Starting at the line that contains "Where can the utility" and continuing through the last line, reproduce these lines with "water" substituted by "pond" and nothing else altered.
## Begin DATA SHOWN
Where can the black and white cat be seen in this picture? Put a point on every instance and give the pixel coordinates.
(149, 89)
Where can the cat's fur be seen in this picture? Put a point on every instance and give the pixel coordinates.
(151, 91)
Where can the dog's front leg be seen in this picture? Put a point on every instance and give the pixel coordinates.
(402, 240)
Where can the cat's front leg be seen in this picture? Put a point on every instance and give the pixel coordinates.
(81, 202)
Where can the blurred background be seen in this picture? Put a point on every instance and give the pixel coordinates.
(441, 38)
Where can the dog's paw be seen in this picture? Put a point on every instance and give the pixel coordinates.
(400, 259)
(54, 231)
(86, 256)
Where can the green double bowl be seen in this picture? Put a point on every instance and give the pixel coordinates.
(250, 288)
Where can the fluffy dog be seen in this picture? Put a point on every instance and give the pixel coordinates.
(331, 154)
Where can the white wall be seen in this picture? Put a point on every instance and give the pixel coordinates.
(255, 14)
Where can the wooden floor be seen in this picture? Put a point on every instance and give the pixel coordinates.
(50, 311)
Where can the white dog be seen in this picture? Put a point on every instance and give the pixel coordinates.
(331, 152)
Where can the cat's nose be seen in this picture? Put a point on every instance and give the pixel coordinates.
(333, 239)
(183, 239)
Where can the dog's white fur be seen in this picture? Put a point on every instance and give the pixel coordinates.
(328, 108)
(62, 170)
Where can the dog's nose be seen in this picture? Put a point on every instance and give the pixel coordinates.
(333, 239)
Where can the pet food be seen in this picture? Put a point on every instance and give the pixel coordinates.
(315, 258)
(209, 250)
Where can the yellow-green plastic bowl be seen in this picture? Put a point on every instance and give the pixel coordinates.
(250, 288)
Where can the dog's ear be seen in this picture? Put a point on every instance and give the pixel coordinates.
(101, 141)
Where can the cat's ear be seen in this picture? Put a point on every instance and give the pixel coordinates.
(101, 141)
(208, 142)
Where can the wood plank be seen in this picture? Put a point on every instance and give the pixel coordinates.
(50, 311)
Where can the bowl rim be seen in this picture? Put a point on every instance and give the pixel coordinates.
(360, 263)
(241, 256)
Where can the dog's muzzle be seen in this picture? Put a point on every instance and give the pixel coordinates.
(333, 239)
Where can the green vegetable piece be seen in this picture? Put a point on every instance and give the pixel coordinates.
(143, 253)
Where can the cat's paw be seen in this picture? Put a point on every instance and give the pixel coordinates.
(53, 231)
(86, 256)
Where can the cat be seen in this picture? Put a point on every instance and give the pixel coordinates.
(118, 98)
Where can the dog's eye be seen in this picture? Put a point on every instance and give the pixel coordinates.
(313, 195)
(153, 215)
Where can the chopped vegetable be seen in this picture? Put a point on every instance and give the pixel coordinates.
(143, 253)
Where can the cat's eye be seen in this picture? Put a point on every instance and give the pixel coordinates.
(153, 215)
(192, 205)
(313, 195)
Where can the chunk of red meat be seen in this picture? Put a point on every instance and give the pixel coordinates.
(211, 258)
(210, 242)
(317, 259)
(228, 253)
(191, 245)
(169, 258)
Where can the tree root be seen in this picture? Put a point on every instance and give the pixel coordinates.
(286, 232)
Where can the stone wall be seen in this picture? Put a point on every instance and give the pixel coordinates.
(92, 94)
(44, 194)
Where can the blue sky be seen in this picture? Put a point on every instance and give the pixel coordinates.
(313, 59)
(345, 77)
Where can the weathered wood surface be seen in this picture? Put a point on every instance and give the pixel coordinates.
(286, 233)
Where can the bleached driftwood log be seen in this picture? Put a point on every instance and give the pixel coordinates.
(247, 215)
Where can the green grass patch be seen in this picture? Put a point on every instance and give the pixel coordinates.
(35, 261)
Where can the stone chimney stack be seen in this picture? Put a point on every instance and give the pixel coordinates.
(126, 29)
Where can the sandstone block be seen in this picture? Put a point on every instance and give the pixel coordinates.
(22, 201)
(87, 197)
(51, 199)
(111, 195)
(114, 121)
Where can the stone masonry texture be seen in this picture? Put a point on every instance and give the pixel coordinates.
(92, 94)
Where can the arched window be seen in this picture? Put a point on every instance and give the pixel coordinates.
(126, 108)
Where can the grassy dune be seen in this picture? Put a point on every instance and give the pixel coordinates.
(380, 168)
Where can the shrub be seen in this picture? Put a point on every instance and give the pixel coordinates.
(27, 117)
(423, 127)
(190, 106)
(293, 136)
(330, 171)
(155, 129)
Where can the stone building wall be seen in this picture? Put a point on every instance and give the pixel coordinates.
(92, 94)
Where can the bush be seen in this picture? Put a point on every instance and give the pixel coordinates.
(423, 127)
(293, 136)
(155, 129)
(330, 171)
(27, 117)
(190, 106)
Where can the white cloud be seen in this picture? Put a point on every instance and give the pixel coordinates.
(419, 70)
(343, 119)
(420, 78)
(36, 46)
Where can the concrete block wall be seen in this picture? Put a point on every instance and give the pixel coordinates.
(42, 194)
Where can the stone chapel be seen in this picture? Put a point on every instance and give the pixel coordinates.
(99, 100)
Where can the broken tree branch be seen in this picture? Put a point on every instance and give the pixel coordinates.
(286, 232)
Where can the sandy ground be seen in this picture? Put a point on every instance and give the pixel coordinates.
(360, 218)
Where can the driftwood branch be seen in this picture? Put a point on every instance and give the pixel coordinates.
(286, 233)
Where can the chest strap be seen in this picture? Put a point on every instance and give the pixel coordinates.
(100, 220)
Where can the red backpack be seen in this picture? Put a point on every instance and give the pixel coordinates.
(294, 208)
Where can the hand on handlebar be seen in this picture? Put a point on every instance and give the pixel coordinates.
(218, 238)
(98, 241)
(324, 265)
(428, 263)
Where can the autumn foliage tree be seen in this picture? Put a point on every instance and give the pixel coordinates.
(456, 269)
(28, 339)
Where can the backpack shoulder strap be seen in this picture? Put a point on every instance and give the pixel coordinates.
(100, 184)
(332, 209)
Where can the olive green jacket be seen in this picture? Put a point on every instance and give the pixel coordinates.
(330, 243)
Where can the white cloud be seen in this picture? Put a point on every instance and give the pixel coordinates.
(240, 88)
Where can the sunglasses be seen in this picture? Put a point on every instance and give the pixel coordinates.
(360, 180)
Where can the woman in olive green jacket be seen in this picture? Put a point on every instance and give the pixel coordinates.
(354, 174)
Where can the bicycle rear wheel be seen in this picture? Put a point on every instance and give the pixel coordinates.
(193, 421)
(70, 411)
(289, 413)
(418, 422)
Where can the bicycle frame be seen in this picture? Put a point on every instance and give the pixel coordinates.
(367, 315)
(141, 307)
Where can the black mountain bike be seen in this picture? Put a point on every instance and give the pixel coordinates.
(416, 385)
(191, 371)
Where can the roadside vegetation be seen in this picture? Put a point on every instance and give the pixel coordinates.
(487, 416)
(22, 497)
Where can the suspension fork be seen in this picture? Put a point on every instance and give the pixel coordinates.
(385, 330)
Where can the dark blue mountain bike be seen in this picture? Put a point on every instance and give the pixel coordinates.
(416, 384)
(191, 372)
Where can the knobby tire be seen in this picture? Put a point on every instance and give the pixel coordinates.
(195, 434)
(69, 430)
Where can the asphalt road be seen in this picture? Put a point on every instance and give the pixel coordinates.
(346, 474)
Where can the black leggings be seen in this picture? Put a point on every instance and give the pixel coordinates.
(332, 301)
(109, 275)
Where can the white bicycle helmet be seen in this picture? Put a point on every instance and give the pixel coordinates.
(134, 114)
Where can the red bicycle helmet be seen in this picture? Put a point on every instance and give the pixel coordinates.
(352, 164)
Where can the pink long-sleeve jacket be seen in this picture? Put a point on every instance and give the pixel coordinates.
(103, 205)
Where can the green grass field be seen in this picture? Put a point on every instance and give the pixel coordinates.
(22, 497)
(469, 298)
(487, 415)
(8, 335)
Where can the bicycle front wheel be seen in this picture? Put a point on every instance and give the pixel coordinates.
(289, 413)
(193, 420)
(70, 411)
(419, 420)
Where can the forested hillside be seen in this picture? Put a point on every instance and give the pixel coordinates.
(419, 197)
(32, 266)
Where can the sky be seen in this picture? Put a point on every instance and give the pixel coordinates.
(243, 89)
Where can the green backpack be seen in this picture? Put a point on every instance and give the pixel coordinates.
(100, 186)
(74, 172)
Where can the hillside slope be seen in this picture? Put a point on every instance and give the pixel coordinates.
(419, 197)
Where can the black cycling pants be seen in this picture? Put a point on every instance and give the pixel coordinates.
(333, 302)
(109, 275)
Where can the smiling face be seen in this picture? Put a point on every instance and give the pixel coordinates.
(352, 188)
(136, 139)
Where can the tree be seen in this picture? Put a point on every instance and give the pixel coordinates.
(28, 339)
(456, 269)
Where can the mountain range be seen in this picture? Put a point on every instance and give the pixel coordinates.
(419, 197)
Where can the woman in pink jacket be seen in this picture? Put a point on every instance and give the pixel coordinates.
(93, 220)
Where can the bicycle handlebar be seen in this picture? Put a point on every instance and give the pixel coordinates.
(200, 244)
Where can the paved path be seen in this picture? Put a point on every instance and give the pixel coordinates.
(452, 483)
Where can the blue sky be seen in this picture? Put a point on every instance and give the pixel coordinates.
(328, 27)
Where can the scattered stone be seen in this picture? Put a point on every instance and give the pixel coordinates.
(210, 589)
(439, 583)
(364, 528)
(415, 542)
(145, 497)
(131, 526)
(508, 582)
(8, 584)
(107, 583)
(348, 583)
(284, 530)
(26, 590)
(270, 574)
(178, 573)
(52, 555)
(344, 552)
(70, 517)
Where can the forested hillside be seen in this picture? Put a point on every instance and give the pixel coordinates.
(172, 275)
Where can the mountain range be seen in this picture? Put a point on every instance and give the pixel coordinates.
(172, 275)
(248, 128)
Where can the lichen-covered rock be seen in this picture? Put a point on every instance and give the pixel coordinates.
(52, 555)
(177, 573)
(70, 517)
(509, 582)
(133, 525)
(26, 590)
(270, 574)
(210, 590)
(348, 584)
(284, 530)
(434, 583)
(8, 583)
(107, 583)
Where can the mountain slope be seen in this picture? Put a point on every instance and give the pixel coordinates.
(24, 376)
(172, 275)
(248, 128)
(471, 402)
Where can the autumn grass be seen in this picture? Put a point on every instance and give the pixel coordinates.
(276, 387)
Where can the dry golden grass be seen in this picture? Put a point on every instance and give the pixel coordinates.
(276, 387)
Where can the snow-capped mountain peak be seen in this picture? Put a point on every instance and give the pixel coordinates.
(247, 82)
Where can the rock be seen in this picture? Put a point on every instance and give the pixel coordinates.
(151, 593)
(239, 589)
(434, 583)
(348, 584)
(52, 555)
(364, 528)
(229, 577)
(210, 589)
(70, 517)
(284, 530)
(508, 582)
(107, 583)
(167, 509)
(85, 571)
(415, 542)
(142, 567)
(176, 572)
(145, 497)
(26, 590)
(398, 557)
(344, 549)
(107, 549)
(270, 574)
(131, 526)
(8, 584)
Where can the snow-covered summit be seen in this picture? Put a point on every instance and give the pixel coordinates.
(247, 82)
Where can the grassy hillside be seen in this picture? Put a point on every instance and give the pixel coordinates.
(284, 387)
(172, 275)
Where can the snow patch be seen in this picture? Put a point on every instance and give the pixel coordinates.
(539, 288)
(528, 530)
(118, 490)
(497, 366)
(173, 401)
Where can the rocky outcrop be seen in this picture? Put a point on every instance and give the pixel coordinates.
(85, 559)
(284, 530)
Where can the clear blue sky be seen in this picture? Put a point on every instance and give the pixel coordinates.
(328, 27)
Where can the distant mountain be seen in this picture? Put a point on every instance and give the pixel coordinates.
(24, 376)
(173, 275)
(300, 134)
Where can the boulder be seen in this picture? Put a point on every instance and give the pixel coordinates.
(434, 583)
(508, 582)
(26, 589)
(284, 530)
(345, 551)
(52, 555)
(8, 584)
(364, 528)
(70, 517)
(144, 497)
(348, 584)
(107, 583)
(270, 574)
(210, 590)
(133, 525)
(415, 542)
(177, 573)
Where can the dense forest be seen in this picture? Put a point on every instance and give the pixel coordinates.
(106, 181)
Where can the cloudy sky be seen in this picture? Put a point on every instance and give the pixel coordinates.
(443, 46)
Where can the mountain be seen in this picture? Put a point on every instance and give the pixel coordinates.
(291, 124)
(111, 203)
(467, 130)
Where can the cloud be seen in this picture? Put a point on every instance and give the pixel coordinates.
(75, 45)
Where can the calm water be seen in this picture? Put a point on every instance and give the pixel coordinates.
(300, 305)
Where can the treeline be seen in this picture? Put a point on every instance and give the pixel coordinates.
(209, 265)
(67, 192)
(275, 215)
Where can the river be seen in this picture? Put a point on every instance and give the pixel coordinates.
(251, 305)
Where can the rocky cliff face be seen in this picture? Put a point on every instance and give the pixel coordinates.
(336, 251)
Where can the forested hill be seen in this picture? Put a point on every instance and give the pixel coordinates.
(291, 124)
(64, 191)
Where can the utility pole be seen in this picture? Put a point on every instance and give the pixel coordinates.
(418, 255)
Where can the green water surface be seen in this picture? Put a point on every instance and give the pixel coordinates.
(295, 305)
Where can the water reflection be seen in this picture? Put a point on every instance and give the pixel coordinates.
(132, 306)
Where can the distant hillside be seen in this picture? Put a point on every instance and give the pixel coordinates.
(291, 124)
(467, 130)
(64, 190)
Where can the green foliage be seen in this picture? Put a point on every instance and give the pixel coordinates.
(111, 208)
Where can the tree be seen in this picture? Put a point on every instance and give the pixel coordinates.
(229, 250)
## End DATA SHOWN
**THE COMPLETED TASK**
Where can the utility pole be seen in this picture? Put a point on every instance and give the pixel coordinates.
(418, 255)
Where can the green pond surface be seen in this picture? Put a point on every instance and give the pixel coordinates.
(295, 305)
Where can the pond reflection be seen in this picture? Put a point on every instance and give the pixel coordinates.
(132, 306)
Where can the distant hillside be seen in this picture? Put a point on every instance and give the pixel coordinates.
(291, 124)
(467, 130)
(64, 190)
Where can the green foliage be seen in this picture? Put a point on every instance and give the pixel coordinates.
(111, 208)
Where can the tree be seen in this picture? Put a point on every instance and give the pixel coordinates.
(229, 250)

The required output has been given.